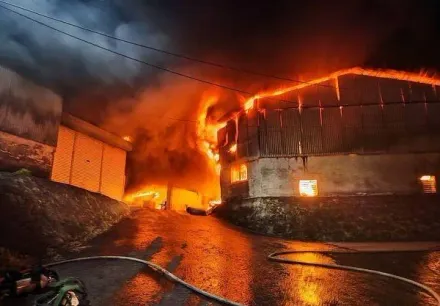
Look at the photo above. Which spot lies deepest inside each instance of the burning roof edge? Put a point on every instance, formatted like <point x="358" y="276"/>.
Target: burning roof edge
<point x="93" y="131"/>
<point x="379" y="73"/>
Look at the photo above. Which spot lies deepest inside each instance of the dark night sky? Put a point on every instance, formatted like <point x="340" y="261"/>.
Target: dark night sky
<point x="286" y="38"/>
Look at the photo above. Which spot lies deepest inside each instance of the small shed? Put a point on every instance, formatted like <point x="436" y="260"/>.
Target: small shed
<point x="90" y="158"/>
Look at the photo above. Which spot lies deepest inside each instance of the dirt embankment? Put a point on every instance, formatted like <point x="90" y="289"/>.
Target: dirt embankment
<point x="38" y="217"/>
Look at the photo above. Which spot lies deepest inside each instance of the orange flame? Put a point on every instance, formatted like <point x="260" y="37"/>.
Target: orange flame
<point x="207" y="132"/>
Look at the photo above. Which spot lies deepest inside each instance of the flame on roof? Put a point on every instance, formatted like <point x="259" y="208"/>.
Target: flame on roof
<point x="387" y="74"/>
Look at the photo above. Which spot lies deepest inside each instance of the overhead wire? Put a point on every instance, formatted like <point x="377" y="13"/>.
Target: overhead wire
<point x="205" y="62"/>
<point x="230" y="88"/>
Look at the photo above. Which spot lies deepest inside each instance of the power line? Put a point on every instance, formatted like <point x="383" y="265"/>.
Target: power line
<point x="218" y="65"/>
<point x="141" y="61"/>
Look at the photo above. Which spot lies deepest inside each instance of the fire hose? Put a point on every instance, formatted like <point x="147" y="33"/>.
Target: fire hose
<point x="275" y="257"/>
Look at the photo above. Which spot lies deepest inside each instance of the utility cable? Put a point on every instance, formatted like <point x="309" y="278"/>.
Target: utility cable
<point x="205" y="62"/>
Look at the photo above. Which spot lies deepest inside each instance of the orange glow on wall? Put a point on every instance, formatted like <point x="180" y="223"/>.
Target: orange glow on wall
<point x="429" y="184"/>
<point x="233" y="148"/>
<point x="308" y="188"/>
<point x="238" y="173"/>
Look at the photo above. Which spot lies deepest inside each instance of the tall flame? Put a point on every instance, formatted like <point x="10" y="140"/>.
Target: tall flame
<point x="207" y="131"/>
<point x="387" y="74"/>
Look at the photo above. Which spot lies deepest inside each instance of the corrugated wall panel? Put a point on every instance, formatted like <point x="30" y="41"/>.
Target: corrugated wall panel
<point x="262" y="134"/>
<point x="253" y="143"/>
<point x="373" y="131"/>
<point x="352" y="129"/>
<point x="113" y="172"/>
<point x="86" y="166"/>
<point x="291" y="131"/>
<point x="62" y="163"/>
<point x="434" y="126"/>
<point x="273" y="133"/>
<point x="242" y="140"/>
<point x="394" y="125"/>
<point x="311" y="131"/>
<point x="332" y="131"/>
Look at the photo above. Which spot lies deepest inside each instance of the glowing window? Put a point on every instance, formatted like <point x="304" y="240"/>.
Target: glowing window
<point x="308" y="188"/>
<point x="428" y="184"/>
<point x="238" y="173"/>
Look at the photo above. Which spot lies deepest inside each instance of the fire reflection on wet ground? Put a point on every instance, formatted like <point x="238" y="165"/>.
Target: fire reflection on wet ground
<point x="230" y="262"/>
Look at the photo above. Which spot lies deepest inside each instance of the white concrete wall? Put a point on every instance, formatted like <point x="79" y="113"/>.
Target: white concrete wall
<point x="343" y="174"/>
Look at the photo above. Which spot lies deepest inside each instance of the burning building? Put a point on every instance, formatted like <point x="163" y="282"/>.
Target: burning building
<point x="36" y="135"/>
<point x="354" y="132"/>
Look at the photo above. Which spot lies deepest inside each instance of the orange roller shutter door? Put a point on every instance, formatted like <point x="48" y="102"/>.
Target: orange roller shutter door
<point x="113" y="172"/>
<point x="62" y="163"/>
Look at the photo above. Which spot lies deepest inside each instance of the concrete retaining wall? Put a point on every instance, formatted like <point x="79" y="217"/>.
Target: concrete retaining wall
<point x="357" y="218"/>
<point x="336" y="175"/>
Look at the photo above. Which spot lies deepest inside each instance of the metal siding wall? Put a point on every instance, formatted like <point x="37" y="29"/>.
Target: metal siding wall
<point x="291" y="131"/>
<point x="242" y="140"/>
<point x="86" y="166"/>
<point x="394" y="125"/>
<point x="273" y="133"/>
<point x="62" y="164"/>
<point x="311" y="131"/>
<point x="434" y="125"/>
<point x="262" y="134"/>
<point x="352" y="129"/>
<point x="113" y="172"/>
<point x="253" y="143"/>
<point x="373" y="115"/>
<point x="374" y="137"/>
<point x="332" y="131"/>
<point x="416" y="126"/>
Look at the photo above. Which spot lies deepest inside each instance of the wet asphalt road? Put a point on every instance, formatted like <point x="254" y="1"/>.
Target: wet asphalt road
<point x="230" y="262"/>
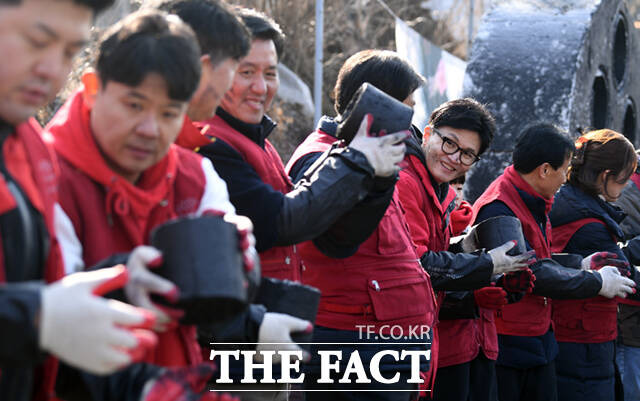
┄┄┄┄┄┄
■ **TASK TO COMPLETE**
Repeat every one of the entries above word for word, leaving out the pictures.

■ **OUTPUT FOR THIS EXERCISE**
Look at the photo above. Which spot lies deepest inside each instance of the burning roof edge? Put a point on every instance, formatted like <point x="358" y="276"/>.
Target: burning roof edge
<point x="93" y="131"/>
<point x="379" y="73"/>
Look at the photo above. Which spot lies deepest inside each instance of the dark night sky? Put a point on every instance, formatted like <point x="340" y="261"/>.
Target: dark night sky
<point x="286" y="38"/>
Look at the photo above. Which spot lies deepest inside each instance of the small shed? Put a point on every instance, formatted like <point x="436" y="260"/>.
Target: small shed
<point x="90" y="158"/>
Look at the photo above. Which spot lies deepest inside each instance of the dirt embankment? Put a point on every instance, formatted like <point x="90" y="289"/>.
Target: dirt embankment
<point x="38" y="217"/>
Look at the photo above. Which spot lies deepest inside each instance of the orange flame? Put a point on every instance, formatted like <point x="260" y="37"/>.
Target: orange flame
<point x="207" y="132"/>
Look at the photo above. Which spot lies deepest inside each instance of the flame on roof? Put a point on every instance, formatted like <point x="259" y="208"/>.
Target: flame on roof
<point x="387" y="74"/>
Look at the photo above. Which spot lies deepest inside each instance of the overhead wire? Put a point on every instance, formatted like <point x="377" y="13"/>.
Target: overhead wire
<point x="205" y="62"/>
<point x="230" y="88"/>
Look at the photo above. Which spot lies deepest inside each instance of the power line? Put a point on every instance, formatted like <point x="383" y="265"/>.
Target: power line
<point x="218" y="65"/>
<point x="141" y="61"/>
Look at the photo above. Which spot lies deepest inside each instance of the fire hose? Put a point on every instance, formatted like <point x="147" y="33"/>.
Target: fire hose
<point x="275" y="257"/>
Look at the photo above. Which spot lies deepest inside each instance of the utility cable? Put a point on every instance, formatted like <point x="309" y="278"/>.
Target: utility cable
<point x="205" y="62"/>
Look at the photo above. Which spot lies deepest inside each instance of the orange glow on wall? Put a point on every instance, formatted like <point x="180" y="223"/>.
Target: orange glow on wall
<point x="429" y="184"/>
<point x="233" y="148"/>
<point x="308" y="188"/>
<point x="238" y="173"/>
Look at the photo above. Which spot lies deepest inside each instance of the tall flame? Put a point on every instance, formatted like <point x="10" y="140"/>.
Target: tall flame
<point x="207" y="131"/>
<point x="387" y="74"/>
Look at the photo above. Which spot lies deepest inside each instance of the corrugated wall panel? Put a point on every instance, formatted like <point x="30" y="41"/>.
Target: corrugated wall panel
<point x="262" y="134"/>
<point x="253" y="143"/>
<point x="373" y="131"/>
<point x="352" y="129"/>
<point x="113" y="172"/>
<point x="86" y="166"/>
<point x="291" y="131"/>
<point x="62" y="163"/>
<point x="434" y="126"/>
<point x="273" y="133"/>
<point x="242" y="140"/>
<point x="394" y="125"/>
<point x="311" y="131"/>
<point x="332" y="131"/>
Look at the photo above. Which spot lies deepest inside each instance of the glowing window? Put a point on every instance, formatted like <point x="304" y="240"/>.
Target: glowing window
<point x="308" y="188"/>
<point x="428" y="184"/>
<point x="238" y="173"/>
Look at the photo above. Which spot lies deepest inside each instance of the fire reflection on wet ground? Put a point on every instance, formatted like <point x="238" y="165"/>.
Target: fire reflection on wet ground
<point x="230" y="262"/>
Look at the photo above. Which spot lies deepest inside each instance of the white concrete wall? Put a point on every instance, formatted like <point x="79" y="113"/>.
Target: white concrete wall
<point x="343" y="174"/>
Look at the photo above. Which spot lies deepest inside each instance of the burning building? Put a point on every instance, formatted like <point x="163" y="282"/>.
Target: burning building
<point x="36" y="135"/>
<point x="354" y="132"/>
Look at the photo above. Which spot lies deepest inside each instance of the orange roller shutter door? Put a point on every instance, formatted like <point x="48" y="102"/>.
Target: orange roller shutter door
<point x="113" y="172"/>
<point x="62" y="163"/>
Look at the photo above. Which spot lies deepest inside each instance of the concrete retaining wall? Put a point on every instance, formatted like <point x="79" y="217"/>.
Target: concrete retaining wall
<point x="357" y="218"/>
<point x="336" y="175"/>
Look at the photo above. Which spot lies deepest inside each instance of the metal siding wall? Put a point on every instance, formatted like <point x="37" y="29"/>.
Target: metal siding wall
<point x="291" y="131"/>
<point x="242" y="140"/>
<point x="86" y="166"/>
<point x="394" y="125"/>
<point x="273" y="133"/>
<point x="62" y="164"/>
<point x="311" y="131"/>
<point x="434" y="125"/>
<point x="262" y="134"/>
<point x="352" y="129"/>
<point x="113" y="172"/>
<point x="253" y="143"/>
<point x="373" y="115"/>
<point x="374" y="137"/>
<point x="332" y="131"/>
<point x="416" y="126"/>
Look at the photo above. Which spot lies deepest inside each instance of the wet asphalt road? Put a point on every instance, formatted like <point x="254" y="1"/>.
Target: wet asphalt road
<point x="230" y="262"/>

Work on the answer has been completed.